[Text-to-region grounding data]
+++
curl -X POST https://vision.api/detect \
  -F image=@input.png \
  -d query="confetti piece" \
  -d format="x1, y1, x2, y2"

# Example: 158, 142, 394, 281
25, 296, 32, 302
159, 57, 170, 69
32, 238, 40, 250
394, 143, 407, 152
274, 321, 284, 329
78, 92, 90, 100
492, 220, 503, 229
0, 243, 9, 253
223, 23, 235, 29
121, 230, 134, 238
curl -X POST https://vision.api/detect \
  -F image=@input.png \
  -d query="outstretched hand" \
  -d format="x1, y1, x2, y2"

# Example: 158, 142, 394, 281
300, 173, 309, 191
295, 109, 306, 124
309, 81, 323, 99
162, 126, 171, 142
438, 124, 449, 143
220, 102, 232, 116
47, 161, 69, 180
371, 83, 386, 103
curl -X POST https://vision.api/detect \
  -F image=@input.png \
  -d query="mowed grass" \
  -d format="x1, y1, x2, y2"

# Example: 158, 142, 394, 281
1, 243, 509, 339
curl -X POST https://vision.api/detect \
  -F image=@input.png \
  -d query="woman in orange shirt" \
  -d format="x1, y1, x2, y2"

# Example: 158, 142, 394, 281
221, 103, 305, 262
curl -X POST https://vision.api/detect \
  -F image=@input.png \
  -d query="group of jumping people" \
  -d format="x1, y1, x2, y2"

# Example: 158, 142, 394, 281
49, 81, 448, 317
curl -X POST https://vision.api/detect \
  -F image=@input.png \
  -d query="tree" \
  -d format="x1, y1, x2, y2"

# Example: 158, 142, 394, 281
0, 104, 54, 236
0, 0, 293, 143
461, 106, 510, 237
+++
[TASK PROMPT] Provide a faithful, complete copy of the entries above.

[TASK RESPONSE]
curl -X POST https://vision.api/detect \
  -F image=@input.png \
  -d query="confetti piece" \
  -d format="x1, y1, x2, y2"

# Example: 158, 142, 394, 281
25, 296, 32, 302
159, 57, 170, 69
32, 238, 40, 250
394, 143, 407, 152
274, 321, 284, 329
78, 92, 90, 100
492, 220, 503, 229
0, 243, 9, 253
223, 23, 235, 29
121, 230, 134, 238
curl -X POST https://vision.api/detect \
  -F image=@input.png \
  -d query="outstretched hand" \
  -d format="x1, y1, x2, y2"

# Example: 158, 142, 394, 281
300, 173, 309, 191
295, 109, 306, 124
309, 81, 323, 99
162, 126, 171, 142
438, 124, 449, 143
220, 102, 232, 116
47, 161, 69, 180
371, 83, 386, 103
curl -X POST https://vision.api/detect \
  -F image=@input.png \
  -d query="mowed grass" \
  -d format="x1, y1, x2, y2"

# Example: 158, 142, 394, 281
1, 243, 509, 339
curl -X POST https://vision.api/detect \
  -F image=@input.png \
  -d query="woman in orange shirt" \
  -d format="x1, y1, x2, y2"

# Example: 158, 142, 394, 281
221, 103, 305, 262
curl -X POST https://vision.api/detect \
  -F image=@input.png \
  -d query="group of jumping people" \
  -d format="x1, y1, x2, y2"

# Example: 158, 142, 394, 281
49, 81, 448, 317
curl -X POST https://vision.api/detect \
  -F image=@input.png \
  -d query="tree" \
  -d format="x1, y1, x2, y2"

# Example: 158, 142, 394, 281
0, 104, 54, 236
0, 0, 293, 143
461, 106, 510, 237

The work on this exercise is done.